Box-labeled dataset extracts:
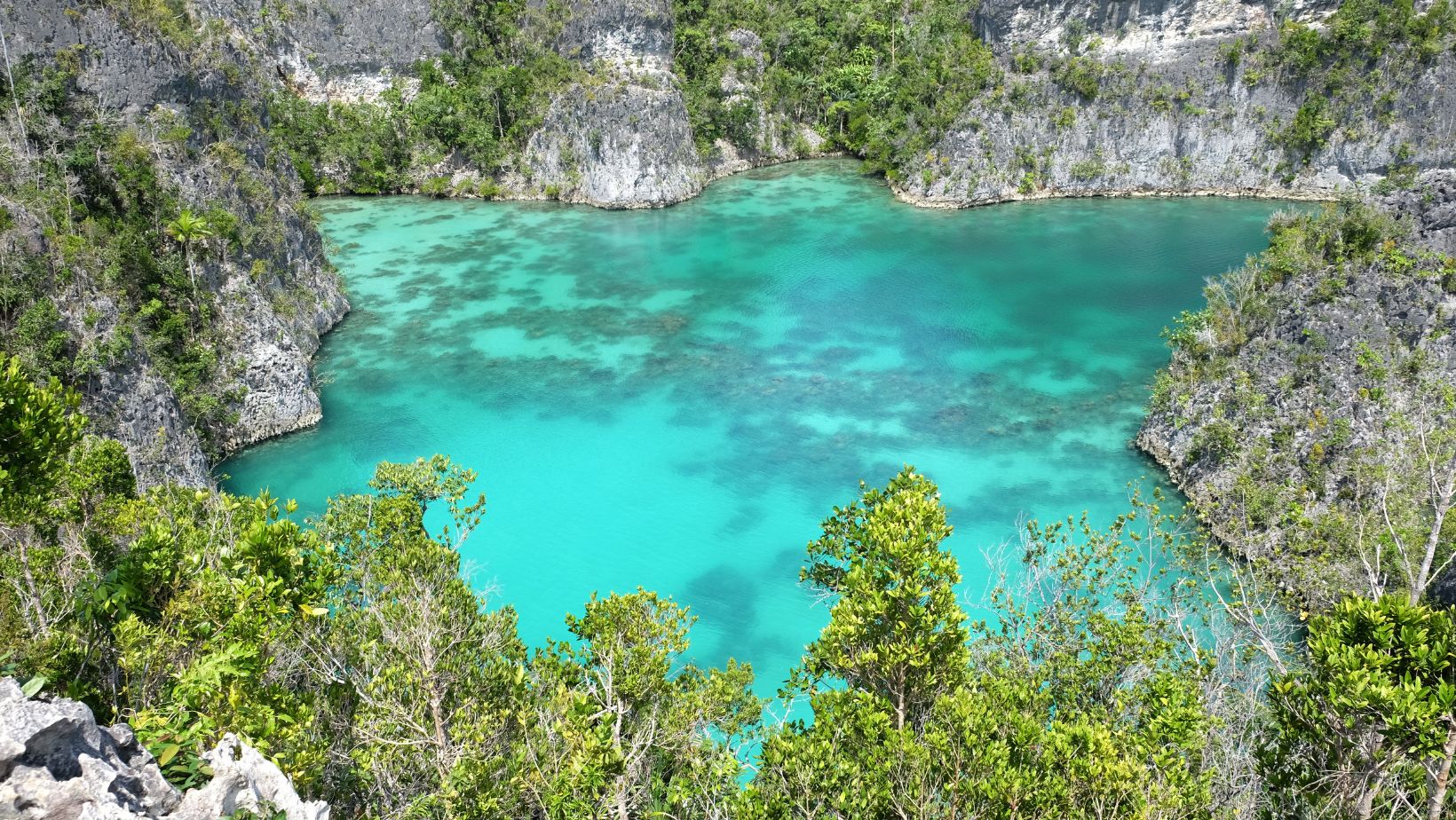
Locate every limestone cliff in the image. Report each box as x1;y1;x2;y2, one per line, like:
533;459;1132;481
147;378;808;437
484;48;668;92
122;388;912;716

Short problem:
Present every line of the records above as a Markdown table with the columns "Row" and "Text", numbering each row in order. Omit blank lines and leave the pictures out.

Answer to this problem:
| Row | Text |
|---|---|
| 1 | Locate every limestone cliff in the image. Report each box as x1;y1;x2;y2, one per line, like: |
| 2 | 533;459;1132;481 |
| 3 | 147;378;808;437 |
| 4 | 484;48;668;92 |
| 5 | 122;388;912;716 |